◆ Goal ◆
Could you format the entries below, from the line containing "of the tussock" through the end of the entries, as a JSON list of strings with one string per line and any blank lines left out?

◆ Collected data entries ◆
>>>>>
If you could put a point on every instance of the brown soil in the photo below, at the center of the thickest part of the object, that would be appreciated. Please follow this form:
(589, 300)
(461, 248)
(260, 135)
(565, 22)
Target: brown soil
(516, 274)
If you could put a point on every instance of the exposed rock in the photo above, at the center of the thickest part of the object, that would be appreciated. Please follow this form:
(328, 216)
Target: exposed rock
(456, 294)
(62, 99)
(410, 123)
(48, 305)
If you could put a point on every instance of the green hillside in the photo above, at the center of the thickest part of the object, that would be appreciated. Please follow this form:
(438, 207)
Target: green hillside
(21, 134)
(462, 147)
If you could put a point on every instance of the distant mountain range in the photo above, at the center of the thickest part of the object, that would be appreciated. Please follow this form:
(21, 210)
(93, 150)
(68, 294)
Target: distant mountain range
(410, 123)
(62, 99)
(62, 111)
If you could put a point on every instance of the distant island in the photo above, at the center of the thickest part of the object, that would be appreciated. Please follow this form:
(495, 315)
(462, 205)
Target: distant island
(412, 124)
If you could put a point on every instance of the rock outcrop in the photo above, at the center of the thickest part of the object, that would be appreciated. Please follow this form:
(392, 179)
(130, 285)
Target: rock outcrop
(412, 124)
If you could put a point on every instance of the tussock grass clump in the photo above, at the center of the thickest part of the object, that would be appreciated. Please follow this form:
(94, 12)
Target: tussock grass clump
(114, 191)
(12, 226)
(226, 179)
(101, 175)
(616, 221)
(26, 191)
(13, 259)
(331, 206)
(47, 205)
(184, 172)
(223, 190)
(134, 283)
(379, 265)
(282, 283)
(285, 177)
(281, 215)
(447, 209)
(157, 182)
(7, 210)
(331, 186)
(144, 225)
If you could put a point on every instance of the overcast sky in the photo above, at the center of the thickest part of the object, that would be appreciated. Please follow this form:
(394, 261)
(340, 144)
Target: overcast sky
<<<<<
◆ Response ◆
[
  "If you could put a point on every instance of the tussock grass clump in the photo above, at the center of the thickest part of the object, that would be appreciated. Please follow this form:",
  "(94, 12)",
  "Target: tussock grass clump",
  "(114, 191)",
  "(12, 226)",
  "(226, 179)",
  "(101, 175)",
  "(616, 221)",
  "(26, 191)",
  "(13, 259)",
  "(331, 206)",
  "(47, 205)",
  "(184, 172)",
  "(223, 190)",
  "(134, 283)",
  "(379, 265)",
  "(282, 283)",
  "(285, 177)",
  "(281, 215)",
  "(447, 209)",
  "(157, 182)",
  "(7, 210)",
  "(331, 186)",
  "(144, 225)",
  "If you could put a point on every instance of the overcast sky in the photo above, at the center of the thickest part of the object, that would be appreciated. Please follow this form:",
  "(394, 261)",
  "(340, 144)",
  "Target: overcast sky"
]